## [DATA LISTING]
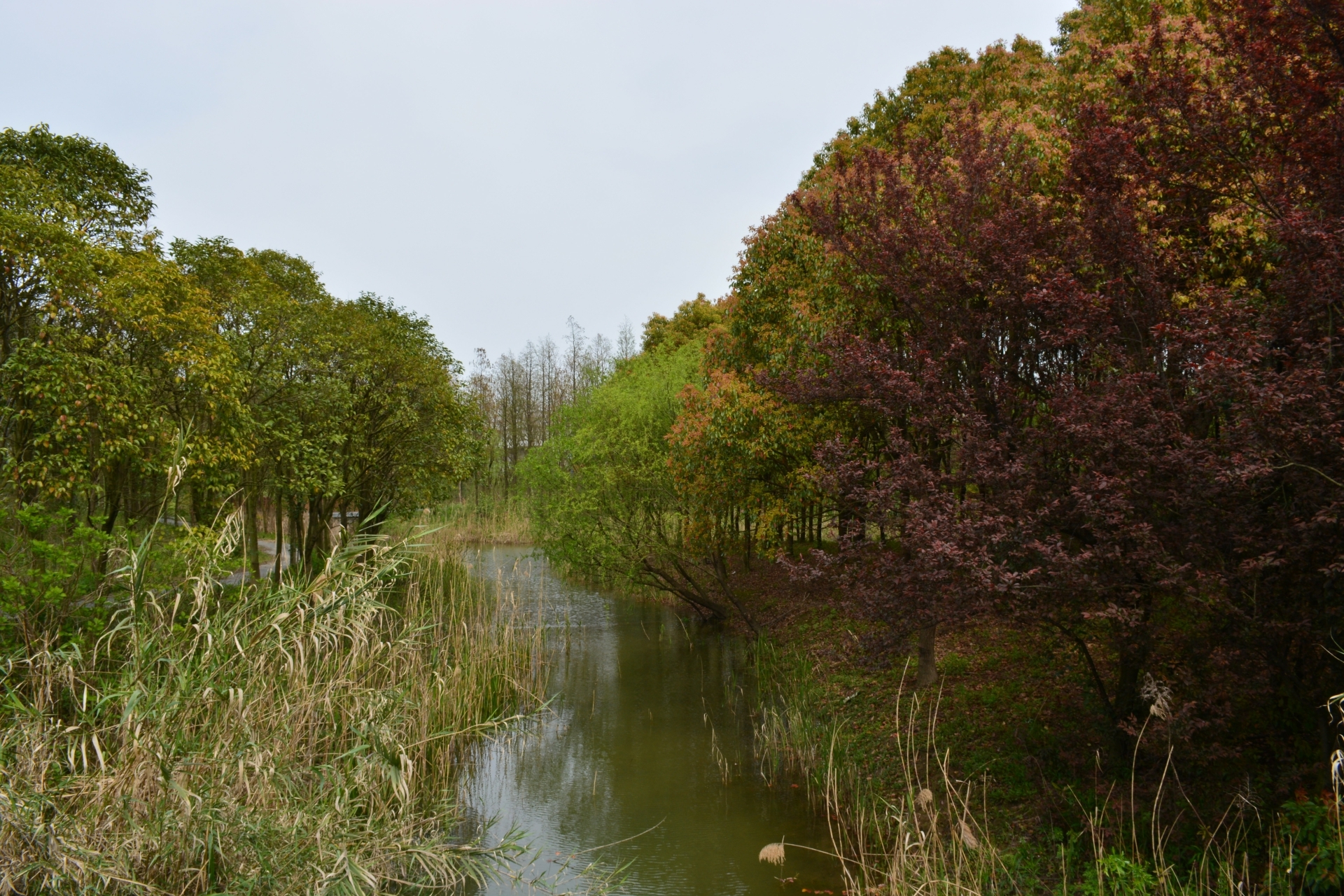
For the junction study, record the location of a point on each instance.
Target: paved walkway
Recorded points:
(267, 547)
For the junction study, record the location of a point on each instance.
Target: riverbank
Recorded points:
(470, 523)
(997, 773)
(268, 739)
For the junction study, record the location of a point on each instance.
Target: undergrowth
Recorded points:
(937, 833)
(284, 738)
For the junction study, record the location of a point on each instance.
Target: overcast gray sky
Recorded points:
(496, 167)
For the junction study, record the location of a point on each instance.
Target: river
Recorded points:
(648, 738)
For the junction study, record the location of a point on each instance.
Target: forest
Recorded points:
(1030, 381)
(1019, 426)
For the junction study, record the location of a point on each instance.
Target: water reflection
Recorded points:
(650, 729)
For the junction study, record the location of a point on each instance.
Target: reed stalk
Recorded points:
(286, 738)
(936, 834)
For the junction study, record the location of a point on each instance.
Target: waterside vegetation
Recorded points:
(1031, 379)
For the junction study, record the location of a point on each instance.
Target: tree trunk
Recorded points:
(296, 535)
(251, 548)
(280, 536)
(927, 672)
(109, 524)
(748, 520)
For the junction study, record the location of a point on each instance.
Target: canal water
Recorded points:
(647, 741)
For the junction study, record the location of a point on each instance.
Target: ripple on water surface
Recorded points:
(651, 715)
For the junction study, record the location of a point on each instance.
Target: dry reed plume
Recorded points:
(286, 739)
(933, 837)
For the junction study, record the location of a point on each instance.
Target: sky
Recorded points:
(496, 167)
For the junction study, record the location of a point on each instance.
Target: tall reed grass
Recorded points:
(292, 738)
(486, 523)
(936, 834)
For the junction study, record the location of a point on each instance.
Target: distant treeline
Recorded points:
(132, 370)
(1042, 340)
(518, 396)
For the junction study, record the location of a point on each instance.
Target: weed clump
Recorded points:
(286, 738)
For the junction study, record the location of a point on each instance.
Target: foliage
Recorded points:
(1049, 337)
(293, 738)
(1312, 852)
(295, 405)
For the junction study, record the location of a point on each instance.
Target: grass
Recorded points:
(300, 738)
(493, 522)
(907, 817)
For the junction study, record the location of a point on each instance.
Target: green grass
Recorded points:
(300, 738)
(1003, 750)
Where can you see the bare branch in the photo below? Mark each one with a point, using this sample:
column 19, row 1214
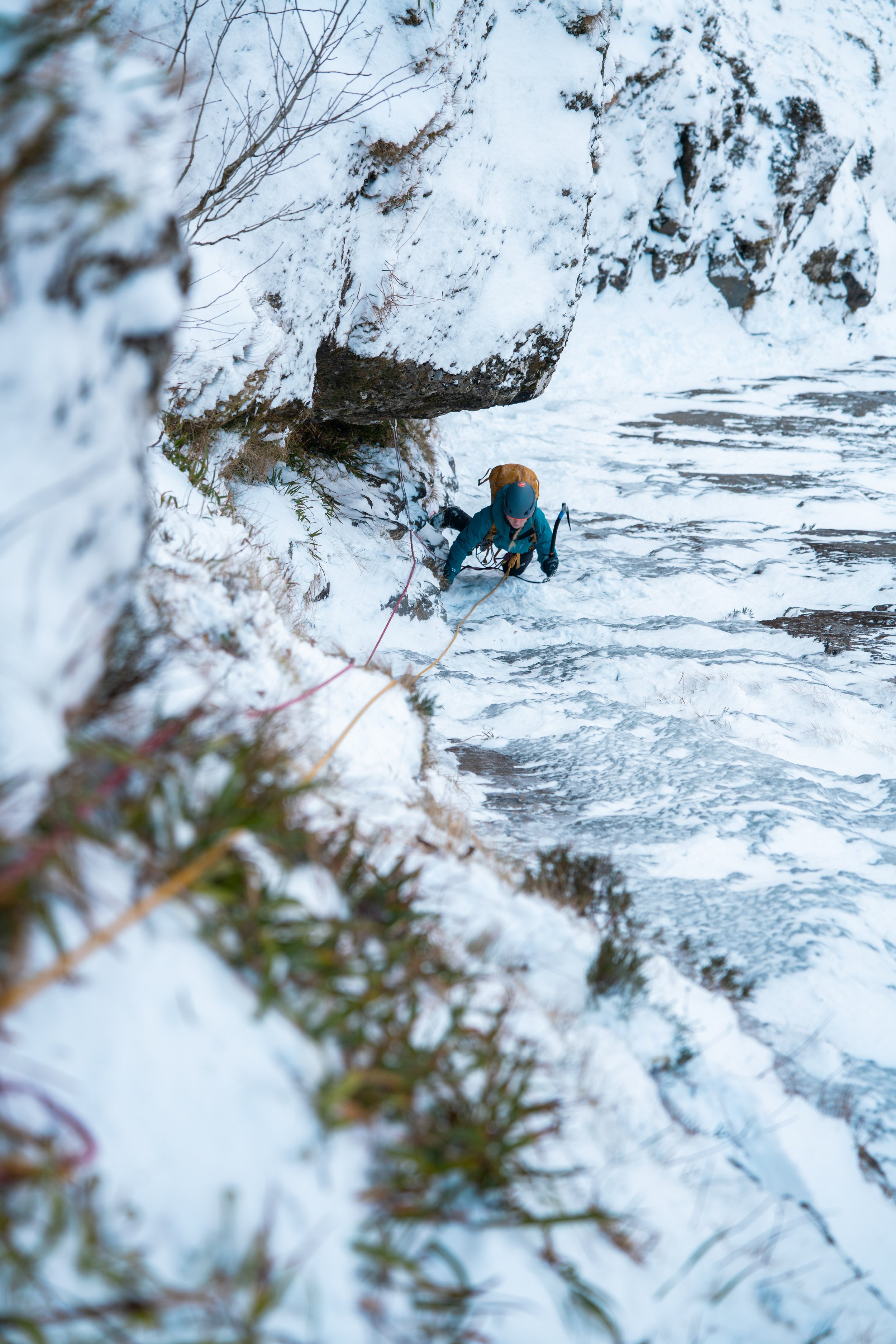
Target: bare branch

## [SET EXERCISE]
Transcribe the whole listing, character for character, but not its images.

## [WRITTEN ANSWER]
For the junction study, record the location of a point on each instance.
Target: paved walkway
Recorded points:
(267, 547)
For the junction study, record the location of a point on each instance.
Target: riverbank
Recorded points:
(470, 523)
(997, 773)
(268, 739)
For the junction study, record the location of a point on each instance.
Target: undergrowth
Recorded points:
(937, 833)
(284, 738)
For the junction study, record the location of a point on each instance.
Target: overcast gray sky
Recorded points:
(496, 167)
For the junction study, record the location of a point on each instance.
Target: river
Recorded points:
(648, 738)
For the junction study, record the location of a point on each instance.
Target: forest
Recorded points:
(1030, 381)
(1019, 426)
For the junction study, record the location of a point on each instance.
Target: water reflection
Recorded points:
(650, 729)
For the junction study, record the location of a point on each instance.
Target: reed stalk
Recorded points:
(286, 738)
(936, 834)
For the junction study, record the location of a point on each instance.
Target: waterside vegetation
Recorded points:
(1031, 379)
For the junction study, record the location of a point on each instance.
Target: tree trunk
Recorded points:
(296, 535)
(251, 548)
(280, 536)
(927, 672)
(109, 524)
(748, 520)
For the junction study, record the location of a point on each instance.
Target: canal water
Recorded points:
(647, 741)
For the junction study, record the location of a point on each instance.
Target: ripple on water surface
Recorded points:
(651, 715)
For the junction study, record the location of a point on each instance.
Target: dry reed plume
Recorded points:
(286, 739)
(933, 837)
For the junction study, record the location of a point on each instance.
Target: sky
Recorded points:
(496, 167)
For the junction study, record the location of a point on each instance.
Target: tall reed grass
Recorded points:
(292, 738)
(486, 523)
(936, 834)
For the junction study, record the location of a point on each instance.
Target: distant treeline
Recorded points:
(132, 370)
(1042, 340)
(518, 396)
For the junction study, record the location of a point on each instance.
Target: weed clump
Recorded points:
(286, 738)
For the junction study, record the location of a point on each instance.
Target: foliage
Recorded points:
(1049, 337)
(293, 738)
(1312, 852)
(295, 405)
For the junction study, record the location of a point on each instance.
Target: grass
Recorded points:
(300, 738)
(493, 522)
(907, 817)
For the junction study, record the location of a point on each instance.
Target: green grass
Recorded points:
(300, 738)
(1003, 750)
Where can you see the bare branch in the photo below? Mark each one with a point, using this sample:
column 19, row 1214
Target: bare branch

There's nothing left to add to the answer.